READING TEXT:
+ + +
REVIEW

This Must Be the Place

Cheyenne (Sean Penn) is a retired goth rocker who goes in search of the Nazi concentration camp guard who abused his father in This Must Be the Place.
Cheyenne (Sean Penn) is a retired goth rocker who goes in search of the Nazi concentration camp guard who abused his father in This Must Be the Place.

— Paolo Sorrentino’s new film, This Must Be the Place, takes its title and some of its quizzical, wide-eyed spirit from a Talking Heads song, the first word of which is “home.” “But I guess I’m already there,” David Byrne sings. It’s a beguiling and puzzling line - wouldn’t you know if you were home? - and one that suits Cheyenne, a retired rock star played with consummate oddness and utter sincerity by Sean Penn.

Cheyenne, an American singer whose big moment was sometime in the ’80s (a decade to which his gravity-defying jet-black hair pays vivid and tireless tribute), lives in Dublin in a modernized castle with his wife, Jane (Frances McDormand), and their dog. Cheyenne and Jane, who’s a firefighter, have an easy, affectionate, sexually lively relationship. Cheyenne has a handful of friends - including a moody Goth girl played by Eve Hewson, whose father is the real life Dublin rock star Bono - but there is nonetheless something out of place about him, an aura of sorrowful estrangement that is not just a matter of appearance.

Dressed all in black, with bright red lipstick, dark eyeliner and a deathly pallor, dragging a shopping cart behind him, Cheyenne looks as if he could be the great-aunt of Edward Scissorhands. His voice - high, whispery and fussily precise - confirms the impression of a post-punk bad boy who grew up into a kooky old lady.

The people of Dublin accept Cheyenne as he is, partly out of awareness of his celebrity and partly out of a general tolerance for eccentricity. For a while This Must Be the Place has a low-key, local comic vibe that recalls the sharp, genial ’80s comedies of the Scottish director Bill Forsyth (like Gregory’s Girl and Local Hero), albeit with the bright colors, flamboyant camera movements and emphatic compositions that are Sorrentino’s hallmarks. But then it turns into something else - or, rather, a bunch of other things, among them a road movie, a Holocaust drama and an epic tale of prodigal sons and vanished fathers.
+ + +
DATA LINES:
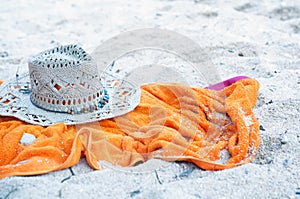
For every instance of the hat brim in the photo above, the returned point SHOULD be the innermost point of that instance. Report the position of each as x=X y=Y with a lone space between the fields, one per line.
x=15 y=101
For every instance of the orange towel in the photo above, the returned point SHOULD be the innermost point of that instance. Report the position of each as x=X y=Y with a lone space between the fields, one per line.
x=172 y=122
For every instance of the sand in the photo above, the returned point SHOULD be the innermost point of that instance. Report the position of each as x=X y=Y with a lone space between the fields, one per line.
x=256 y=38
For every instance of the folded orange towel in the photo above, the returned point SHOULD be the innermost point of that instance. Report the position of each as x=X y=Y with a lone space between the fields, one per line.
x=172 y=122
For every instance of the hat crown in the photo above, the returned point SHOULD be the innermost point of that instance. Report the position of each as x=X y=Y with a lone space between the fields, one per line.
x=65 y=79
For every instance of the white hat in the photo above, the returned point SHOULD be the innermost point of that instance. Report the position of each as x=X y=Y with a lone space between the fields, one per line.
x=65 y=85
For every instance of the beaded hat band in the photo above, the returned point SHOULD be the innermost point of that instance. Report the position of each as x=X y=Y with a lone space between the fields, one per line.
x=64 y=85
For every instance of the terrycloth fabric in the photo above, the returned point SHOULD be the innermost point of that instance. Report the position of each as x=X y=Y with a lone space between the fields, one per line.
x=172 y=122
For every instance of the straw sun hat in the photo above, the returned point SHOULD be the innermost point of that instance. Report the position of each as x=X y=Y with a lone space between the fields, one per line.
x=64 y=85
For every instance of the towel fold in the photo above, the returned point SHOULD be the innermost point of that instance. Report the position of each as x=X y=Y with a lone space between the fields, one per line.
x=173 y=122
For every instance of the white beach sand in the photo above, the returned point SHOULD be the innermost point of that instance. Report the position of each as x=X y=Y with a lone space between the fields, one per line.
x=260 y=39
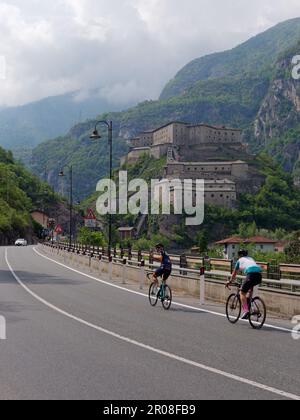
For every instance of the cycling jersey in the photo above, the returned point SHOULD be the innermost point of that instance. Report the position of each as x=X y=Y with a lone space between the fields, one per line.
x=248 y=266
x=166 y=263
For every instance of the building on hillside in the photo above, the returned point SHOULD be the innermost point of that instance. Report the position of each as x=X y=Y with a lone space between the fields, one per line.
x=41 y=218
x=215 y=154
x=127 y=233
x=234 y=244
x=281 y=246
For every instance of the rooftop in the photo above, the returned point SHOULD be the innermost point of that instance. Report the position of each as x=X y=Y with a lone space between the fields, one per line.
x=191 y=126
x=207 y=163
x=236 y=240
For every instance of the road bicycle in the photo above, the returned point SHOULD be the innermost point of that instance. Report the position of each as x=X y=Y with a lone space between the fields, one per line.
x=160 y=292
x=258 y=310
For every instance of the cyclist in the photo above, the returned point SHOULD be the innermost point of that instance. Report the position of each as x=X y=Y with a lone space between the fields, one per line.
x=253 y=272
x=165 y=269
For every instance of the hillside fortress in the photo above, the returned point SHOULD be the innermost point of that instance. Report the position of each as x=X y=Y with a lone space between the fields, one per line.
x=215 y=154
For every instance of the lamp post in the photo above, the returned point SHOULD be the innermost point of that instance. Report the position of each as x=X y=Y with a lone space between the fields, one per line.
x=62 y=174
x=97 y=136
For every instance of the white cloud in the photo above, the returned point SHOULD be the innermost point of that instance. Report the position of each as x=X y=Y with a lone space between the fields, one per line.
x=126 y=48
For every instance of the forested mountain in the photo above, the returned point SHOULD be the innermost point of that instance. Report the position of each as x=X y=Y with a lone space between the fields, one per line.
x=20 y=194
x=24 y=127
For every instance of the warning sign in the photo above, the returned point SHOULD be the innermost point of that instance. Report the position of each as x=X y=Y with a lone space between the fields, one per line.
x=90 y=219
x=58 y=230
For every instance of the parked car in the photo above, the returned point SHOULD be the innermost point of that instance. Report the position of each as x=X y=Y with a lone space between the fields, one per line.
x=21 y=242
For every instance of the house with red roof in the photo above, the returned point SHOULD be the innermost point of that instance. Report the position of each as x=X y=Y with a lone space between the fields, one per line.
x=234 y=244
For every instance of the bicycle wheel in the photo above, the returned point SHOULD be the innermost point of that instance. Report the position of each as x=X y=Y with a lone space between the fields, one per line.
x=233 y=308
x=167 y=298
x=153 y=294
x=258 y=313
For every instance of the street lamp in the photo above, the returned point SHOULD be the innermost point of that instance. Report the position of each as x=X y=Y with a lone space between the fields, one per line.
x=97 y=136
x=62 y=174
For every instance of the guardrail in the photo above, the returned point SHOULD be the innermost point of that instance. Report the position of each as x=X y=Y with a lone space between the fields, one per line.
x=216 y=270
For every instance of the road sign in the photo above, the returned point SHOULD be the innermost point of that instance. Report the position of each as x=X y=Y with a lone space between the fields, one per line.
x=90 y=215
x=90 y=219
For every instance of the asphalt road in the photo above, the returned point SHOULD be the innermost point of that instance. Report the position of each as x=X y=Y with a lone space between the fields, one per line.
x=71 y=337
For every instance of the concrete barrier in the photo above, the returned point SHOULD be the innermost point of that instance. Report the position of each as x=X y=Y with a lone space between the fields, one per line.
x=279 y=303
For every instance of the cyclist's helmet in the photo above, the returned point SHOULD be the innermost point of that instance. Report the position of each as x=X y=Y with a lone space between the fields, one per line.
x=243 y=253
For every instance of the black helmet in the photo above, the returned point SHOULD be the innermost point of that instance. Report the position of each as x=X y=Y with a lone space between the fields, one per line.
x=243 y=253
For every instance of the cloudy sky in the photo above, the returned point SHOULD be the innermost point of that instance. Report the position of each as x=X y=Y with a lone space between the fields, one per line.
x=127 y=48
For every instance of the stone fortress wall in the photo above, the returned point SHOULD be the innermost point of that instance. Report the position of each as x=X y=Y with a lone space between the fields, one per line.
x=215 y=154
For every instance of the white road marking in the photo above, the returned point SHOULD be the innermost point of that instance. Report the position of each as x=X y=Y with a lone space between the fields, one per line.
x=149 y=348
x=181 y=305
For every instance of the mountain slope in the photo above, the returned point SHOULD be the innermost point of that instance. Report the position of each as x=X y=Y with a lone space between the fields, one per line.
x=259 y=52
x=27 y=126
x=239 y=98
x=20 y=194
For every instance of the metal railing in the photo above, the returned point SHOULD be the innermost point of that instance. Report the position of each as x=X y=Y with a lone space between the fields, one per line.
x=216 y=270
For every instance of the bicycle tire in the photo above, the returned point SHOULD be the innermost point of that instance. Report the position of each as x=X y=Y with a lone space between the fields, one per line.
x=258 y=313
x=233 y=304
x=167 y=300
x=153 y=294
+ + +
Write out the passage of the film review above word for word, from "Cheyenne, an American" up to and including "matter of appearance.".

SOLUTION TO THIS EXERCISE:
Cheyenne, an American singer whose big moment was sometime in the ’80s (a decade to which his gravity-defying jet-black hair pays vivid and tireless tribute), lives in Dublin in a modernized castle with his wife, Jane (Frances McDormand), and their dog. Cheyenne and Jane, who’s a firefighter, have an easy, affectionate, sexually lively relationship. Cheyenne has a handful of friends - including a moody Goth girl played by Eve Hewson, whose father is the real life Dublin rock star Bono - but there is nonetheless something out of place about him, an aura of sorrowful estrangement that is not just a matter of appearance.